● Aufgabe 1
Wer ist laut dem Text über Ivanka Trump Chef des Nachrichtenportals „Axios“?

● Textauszug
Foto: AP / Alex Brandon

Was sie zu den Kindern sage, die über die Grenze aus Mexiko kamen und dann von ihren Eltern getrennt wurden? Ivanka Trump sitzt in einem schwarzen Ledersessel im Newseum, dem Medienmuseum Washingtons, und lässt die schockierenden Szenen Revue passieren, die sich am Rio Grande abgespielt haben. "War es der Tiefpunkt?", fragt Mike Allen, Chef des Nachrichtenportals "Axios". "Ja, ein Tiefpunkt", antwortet die Lieblingstochter des US-Präsidenten, der das Auseinanderreißen illegal eingewanderter Migrantenfamilien zu verantworten hat. "Ich habe da sehr starke Gefühle. Ich bin vehement gegen die Trennung von Eltern und Kindern."

Die Worte sorgen für Schlagzeilen – genauso wie die im Grunde lapidare Bemerkung, dass die Medien nicht die Feinde des Volkes seien, wie aber ihr Vater meint.

Ist Ivanka damit nicht deutlich auf Distanz gegangen zu Donald Trump? Beginnt sie sich von ihm abzusetzen? Ihre Stimme ist weich; laut wird sie nie, und was sie sagt, lässt jede Schärfe vermissen, jegliche Zuspitzung. Es gibt Lehrgänge, bei denen man lernt, so zu reden, dass man nirgendwo aneckt – selbst wenn man nur noch Phrasen aneinanderreiht. Ivanka Trump, aufgewachsen in den besseren Kreisen New Yorks, klingt, als wäre sie die Musterschülerin eines solchen Kurses gewesen. Sie klingt wie ein Kontrastprogramm zu ihrem Vater.

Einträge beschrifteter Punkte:
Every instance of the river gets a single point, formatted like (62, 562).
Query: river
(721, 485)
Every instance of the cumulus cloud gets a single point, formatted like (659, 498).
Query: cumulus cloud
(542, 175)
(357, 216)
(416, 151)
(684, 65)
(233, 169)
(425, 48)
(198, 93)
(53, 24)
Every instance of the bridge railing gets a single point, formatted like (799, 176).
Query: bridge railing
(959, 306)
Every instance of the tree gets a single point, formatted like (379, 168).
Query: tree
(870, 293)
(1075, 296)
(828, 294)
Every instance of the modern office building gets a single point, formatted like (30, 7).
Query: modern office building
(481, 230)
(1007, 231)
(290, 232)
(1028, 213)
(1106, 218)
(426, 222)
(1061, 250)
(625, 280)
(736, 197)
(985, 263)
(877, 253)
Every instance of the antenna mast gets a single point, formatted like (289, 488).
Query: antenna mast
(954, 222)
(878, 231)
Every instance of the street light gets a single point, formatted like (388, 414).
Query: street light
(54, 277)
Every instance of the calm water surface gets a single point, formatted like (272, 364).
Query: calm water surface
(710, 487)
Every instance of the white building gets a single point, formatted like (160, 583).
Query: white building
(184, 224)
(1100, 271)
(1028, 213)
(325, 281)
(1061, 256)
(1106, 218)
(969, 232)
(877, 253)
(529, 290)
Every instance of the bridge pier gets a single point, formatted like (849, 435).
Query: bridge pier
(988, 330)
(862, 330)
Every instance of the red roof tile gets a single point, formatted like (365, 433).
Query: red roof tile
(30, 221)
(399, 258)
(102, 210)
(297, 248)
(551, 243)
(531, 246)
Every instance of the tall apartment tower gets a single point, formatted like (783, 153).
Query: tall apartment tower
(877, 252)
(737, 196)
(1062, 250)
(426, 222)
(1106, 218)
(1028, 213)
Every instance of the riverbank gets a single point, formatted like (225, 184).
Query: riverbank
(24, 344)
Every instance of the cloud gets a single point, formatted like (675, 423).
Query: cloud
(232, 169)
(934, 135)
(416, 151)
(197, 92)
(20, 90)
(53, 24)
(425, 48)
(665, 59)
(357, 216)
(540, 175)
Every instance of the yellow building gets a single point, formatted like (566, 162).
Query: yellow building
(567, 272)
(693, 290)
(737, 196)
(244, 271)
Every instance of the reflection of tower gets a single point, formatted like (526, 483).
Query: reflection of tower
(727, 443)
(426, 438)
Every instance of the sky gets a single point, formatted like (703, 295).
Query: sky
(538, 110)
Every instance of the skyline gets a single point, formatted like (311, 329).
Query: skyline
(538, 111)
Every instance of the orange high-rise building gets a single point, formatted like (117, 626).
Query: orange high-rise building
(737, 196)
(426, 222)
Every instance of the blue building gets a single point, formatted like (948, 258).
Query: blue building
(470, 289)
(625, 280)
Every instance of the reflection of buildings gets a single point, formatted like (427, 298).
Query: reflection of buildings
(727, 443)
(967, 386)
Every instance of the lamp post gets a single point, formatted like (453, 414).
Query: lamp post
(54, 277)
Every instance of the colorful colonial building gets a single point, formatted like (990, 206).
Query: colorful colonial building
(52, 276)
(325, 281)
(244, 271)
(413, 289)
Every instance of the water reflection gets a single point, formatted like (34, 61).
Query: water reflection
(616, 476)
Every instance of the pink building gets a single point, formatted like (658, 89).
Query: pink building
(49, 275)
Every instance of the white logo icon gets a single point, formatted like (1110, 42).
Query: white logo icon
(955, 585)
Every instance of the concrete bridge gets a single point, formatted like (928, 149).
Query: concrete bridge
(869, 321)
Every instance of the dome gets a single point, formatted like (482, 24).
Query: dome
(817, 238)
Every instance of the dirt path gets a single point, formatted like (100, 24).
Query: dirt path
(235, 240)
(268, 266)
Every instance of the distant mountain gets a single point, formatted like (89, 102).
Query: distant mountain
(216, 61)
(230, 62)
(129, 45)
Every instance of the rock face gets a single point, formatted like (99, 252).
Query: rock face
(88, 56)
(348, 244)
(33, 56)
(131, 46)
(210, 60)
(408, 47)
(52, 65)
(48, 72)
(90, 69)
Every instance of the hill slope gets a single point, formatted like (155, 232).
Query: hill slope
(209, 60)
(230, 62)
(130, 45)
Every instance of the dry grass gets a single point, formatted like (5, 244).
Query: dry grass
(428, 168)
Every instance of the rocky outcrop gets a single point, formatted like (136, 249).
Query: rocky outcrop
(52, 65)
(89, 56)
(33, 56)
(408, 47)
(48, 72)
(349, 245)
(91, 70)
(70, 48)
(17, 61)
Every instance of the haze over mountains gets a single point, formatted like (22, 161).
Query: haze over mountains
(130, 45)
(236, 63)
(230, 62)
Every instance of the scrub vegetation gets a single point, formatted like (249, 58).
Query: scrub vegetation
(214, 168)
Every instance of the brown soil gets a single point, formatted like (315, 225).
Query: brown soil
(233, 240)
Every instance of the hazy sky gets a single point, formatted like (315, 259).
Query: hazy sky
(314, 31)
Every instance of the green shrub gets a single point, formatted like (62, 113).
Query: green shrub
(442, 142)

● Aufgabe 2
Ermitteln Sie, in wie vielen Zeilen der Einträge die Zeichenfolge „colonial“ vorkommt, wobei Groß- und Kleinschreibung zählt. Nennen Sie nur die Zahl.

● Antwort 1
Mike Allen

● Antwort 2
2